## WHAT IS EXPECTED
Set each entry down verbatim, omitting images.

## EXERCISE INPUT
····················
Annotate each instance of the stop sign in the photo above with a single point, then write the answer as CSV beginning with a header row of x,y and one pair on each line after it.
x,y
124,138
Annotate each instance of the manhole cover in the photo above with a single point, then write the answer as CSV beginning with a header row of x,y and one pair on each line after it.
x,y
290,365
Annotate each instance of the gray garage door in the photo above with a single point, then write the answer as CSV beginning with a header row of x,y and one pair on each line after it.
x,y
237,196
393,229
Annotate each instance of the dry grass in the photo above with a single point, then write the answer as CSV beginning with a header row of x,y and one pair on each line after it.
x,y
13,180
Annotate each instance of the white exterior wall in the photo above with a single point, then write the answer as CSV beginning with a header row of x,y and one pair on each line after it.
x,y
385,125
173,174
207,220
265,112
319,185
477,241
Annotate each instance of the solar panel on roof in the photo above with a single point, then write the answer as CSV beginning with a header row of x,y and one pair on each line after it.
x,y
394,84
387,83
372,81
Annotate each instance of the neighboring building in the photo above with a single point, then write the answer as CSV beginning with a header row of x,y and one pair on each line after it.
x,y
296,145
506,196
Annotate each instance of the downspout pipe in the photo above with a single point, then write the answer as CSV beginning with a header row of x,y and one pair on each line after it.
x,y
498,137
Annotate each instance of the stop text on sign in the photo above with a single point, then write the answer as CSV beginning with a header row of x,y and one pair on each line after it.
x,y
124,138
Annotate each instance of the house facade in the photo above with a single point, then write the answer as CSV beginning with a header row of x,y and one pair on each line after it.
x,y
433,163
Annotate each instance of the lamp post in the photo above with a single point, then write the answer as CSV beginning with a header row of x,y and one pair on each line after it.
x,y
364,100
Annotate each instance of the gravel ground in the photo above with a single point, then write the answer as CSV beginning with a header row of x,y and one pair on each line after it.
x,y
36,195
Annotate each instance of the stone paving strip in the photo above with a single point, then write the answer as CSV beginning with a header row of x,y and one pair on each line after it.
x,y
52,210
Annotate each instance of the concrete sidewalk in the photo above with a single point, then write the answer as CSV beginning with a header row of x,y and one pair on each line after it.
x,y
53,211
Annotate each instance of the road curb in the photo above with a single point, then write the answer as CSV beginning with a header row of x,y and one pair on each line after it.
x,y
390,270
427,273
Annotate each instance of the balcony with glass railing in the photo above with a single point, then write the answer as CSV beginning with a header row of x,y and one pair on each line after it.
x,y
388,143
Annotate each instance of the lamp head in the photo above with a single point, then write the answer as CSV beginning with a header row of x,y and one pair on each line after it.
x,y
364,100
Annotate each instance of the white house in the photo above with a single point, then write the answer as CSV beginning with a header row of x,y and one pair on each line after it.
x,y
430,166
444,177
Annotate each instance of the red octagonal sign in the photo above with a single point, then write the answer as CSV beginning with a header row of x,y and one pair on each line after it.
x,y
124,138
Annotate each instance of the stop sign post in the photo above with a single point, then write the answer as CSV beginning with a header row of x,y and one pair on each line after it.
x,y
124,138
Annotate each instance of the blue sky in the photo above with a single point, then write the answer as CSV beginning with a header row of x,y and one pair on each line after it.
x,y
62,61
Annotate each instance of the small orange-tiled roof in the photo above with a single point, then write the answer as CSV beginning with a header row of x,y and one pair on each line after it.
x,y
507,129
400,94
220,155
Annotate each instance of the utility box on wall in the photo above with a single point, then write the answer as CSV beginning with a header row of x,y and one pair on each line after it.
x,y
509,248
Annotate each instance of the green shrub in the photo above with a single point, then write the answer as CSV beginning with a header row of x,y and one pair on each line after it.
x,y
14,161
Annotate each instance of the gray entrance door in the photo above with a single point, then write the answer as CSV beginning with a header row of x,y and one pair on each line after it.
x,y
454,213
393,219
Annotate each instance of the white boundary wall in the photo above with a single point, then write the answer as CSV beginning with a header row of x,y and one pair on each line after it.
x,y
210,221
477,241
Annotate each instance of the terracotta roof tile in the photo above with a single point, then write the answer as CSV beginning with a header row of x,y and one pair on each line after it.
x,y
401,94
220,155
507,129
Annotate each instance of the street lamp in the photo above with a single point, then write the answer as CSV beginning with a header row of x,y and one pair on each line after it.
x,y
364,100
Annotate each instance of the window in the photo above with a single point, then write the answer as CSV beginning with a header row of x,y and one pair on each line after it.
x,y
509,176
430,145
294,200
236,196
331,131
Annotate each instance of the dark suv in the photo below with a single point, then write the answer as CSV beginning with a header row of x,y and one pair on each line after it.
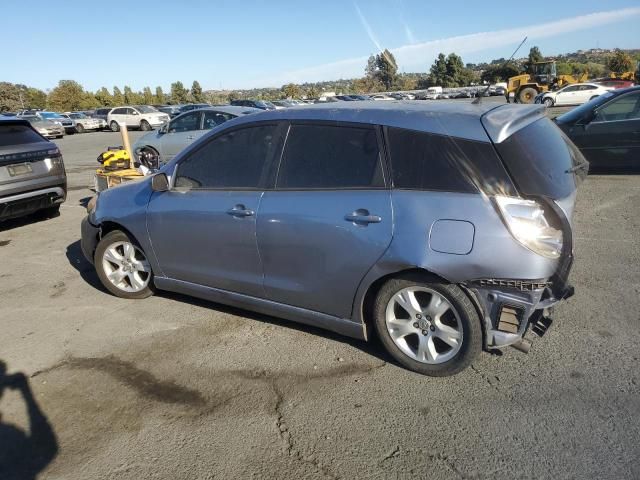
x,y
32,175
444,228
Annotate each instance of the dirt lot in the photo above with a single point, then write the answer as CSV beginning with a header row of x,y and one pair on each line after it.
x,y
176,388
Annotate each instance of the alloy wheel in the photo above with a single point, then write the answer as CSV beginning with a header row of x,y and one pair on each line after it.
x,y
126,267
424,325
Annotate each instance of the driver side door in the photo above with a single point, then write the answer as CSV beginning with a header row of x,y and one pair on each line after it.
x,y
181,132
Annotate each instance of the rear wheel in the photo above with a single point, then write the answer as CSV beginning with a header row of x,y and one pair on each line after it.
x,y
430,328
123,267
527,95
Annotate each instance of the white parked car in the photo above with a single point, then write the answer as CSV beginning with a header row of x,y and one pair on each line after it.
x,y
575,94
143,117
85,123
····················
## ANSWER SECTION
Annotate each instance of the stop sign in the photo above with a single point, then write the answer as CSV beginning with a header row of x,y and one pair on each line after it.
x,y
124,138
Annotate each instance of the manhole cover in the photo above with a single point, then write the answer as CSV beginning with a header row of x,y and one pair on each line after it.
x,y
290,365
Annotate each instance of the gray garage door in the photo above with a single point, then write the answer as CSV beginning with a header row of x,y and one pair on each line after it.
x,y
237,196
393,229
Annotate each instance of the dry grass in the photo above with a single point, then write the answer as CSV beginning with a header row of x,y and one pair on each line after it.
x,y
13,180
Annotate each instance of the white exterior wall in the photo above with a single point, then write the answer as CSV beginning with a header row of x,y and one pair on each line after it.
x,y
385,125
173,174
207,220
265,112
319,185
477,241
Annotate each instance of the solar panel on roof in the photo above with a single point, then write the answer as CSV beginning with a header row of x,y and one pair on each line after it.
x,y
394,84
387,83
372,81
Annotate each instance of the neighboring building in the photo above with a single point, then write the answer as CSV beginning with a header row of x,y and one pair on each line after it.
x,y
296,145
506,196
Annotate each instance of the downspout pipe in the photo above with a single point, then write the answer as CSV beginning with a header row of x,y and one pair on each line after it.
x,y
498,137
Annotate each instance of the stop text on sign in the photo above with a single point, then write the answer as CSV beginning with a header row of x,y and one pair on each line after it.
x,y
124,138
Annotate each instance of the house facade in the photo above with a single point, then write the answer as CSV beginning with a header row of x,y and one pair on each line after it.
x,y
433,163
Annotate each instance of the lamp post in the photo above with a single point, then write the answer as CSV beginning with a header row of x,y and one pair on each line after it.
x,y
364,100
Annotate each instance of the gravel ground in the photo above with a single point, then write the answer as CSV beginning with a header row of x,y and one pair on each line after it.
x,y
36,195
Annotate each instance of the stone paving strip in the photo above with a single point, then write the answer as CSV beginning with a header row of x,y and one pair on each line after it.
x,y
52,210
Annotate each instance of the concrete sidewalk in the photo above with a single point, then write the answer as CSV beginning with a header row of x,y and one pair on each line after it.
x,y
53,211
Annotate each instance of the road curb in the photo above with a single point, then write the answer as CSV beginning with a header row of x,y and one pair on each line after it.
x,y
390,270
427,273
Annotate each instance of the balcony with glass railing in the photo above with a single point, then write the answer as CSV beginning with a header row of x,y and one pair on each line after it.
x,y
388,143
Annotate each instance of the lamp head in the photo above with a single point, then write the answer as CSV beginning with a header row of x,y and one pair on each line after it.
x,y
364,100
Annotate each instance of the white house in the photo above with a single point, then write the answer as CSV beginning with a header row of x,y and one pair on each line after it.
x,y
430,166
444,177
Annotate each instance of the red octagonal sign in the photo above with a single point, then write the answer as CSV beginning with a header row of x,y and one pair on each line after it.
x,y
124,138
Annotate each instance of the stop sign post in the photo above with a single point, then write the answer as CSV beginning with a header row of x,y and one pair on each line after it.
x,y
124,138
Annotate each instance of the blue sky in the photo above with a single point, then write the answer as CSV beginning with a header row of x,y and one pair on each line after it.
x,y
62,61
Annotate each instance of the small orange-tiled roof in the photo above with a single point, then write the answer as CSV beginning with a header row of x,y and one pair on each line after it.
x,y
507,129
400,94
220,155
Annotate each instance of the utility box on wall in the photo above with a single point, then write the answer as CSV beginning with a header row of x,y and one pair on each line after it.
x,y
509,248
Annotate each instance of the green shrub in the photo above with a single point, then write the answer as CSV beginning with a header row of x,y and one pair on each line after it.
x,y
14,161
Annotate each instance of the gray entrance door in the photo above with a single point, then write the answer as CSV beginning with a header row of x,y and one pair on each line after it.
x,y
454,213
393,219
Annotate each instance of the white boundary wall in the photo above with a single point, then write the answer as CSV beginning with a header row of x,y and one pair on each line after it.
x,y
210,221
477,241
Annotate each instance of the terracotta roof tile in the photo above with a single point, then write the answer as CSV beginning with a header row of x,y and one pair on each line after it.
x,y
401,94
220,155
507,129
Annotate each instance of the street lamp in the photo above with a single point, then write the answer as CSV beginning with a header row of x,y and one pair on each line after it.
x,y
364,100
Annotate each instance of the window in the photo above with a single point, then write the answer as CSV beginning with a header row of x,y and one pair on each line after it.
x,y
509,176
430,145
294,200
236,196
331,131
Annotate each instance of the dark suv in the photo below with a single point, then write the answer as CSV beginning with a header row of x,y and one pair on each line after it.
x,y
32,175
444,228
Annotate each instance of the dirt lot in the photo above with a single point, then write the answer as CSV beginning with a header row of x,y and one pair on each line after it.
x,y
176,388
Annotate each instance of the alloy wheel in the photo above with a single point, then write the answer as CSV beginning with a header row of x,y and one pair on each line after it.
x,y
126,267
424,325
Annotate each instance of the driver side door in the photo above with a single point, then write the answer as CSV beginning with a header row of x,y and one pair on each line after it.
x,y
181,132
Annotate each instance of the rear wheel in the photo above with a single point, then write the answer as CSV beginning with a header row of x,y and one pair on each line after it.
x,y
430,328
123,267
527,95
Annotate each instance of the white parked car in the photo above with a single point, then write the answer as CSV beginning with a header row of x,y and one pair on each line after it.
x,y
575,94
143,117
85,123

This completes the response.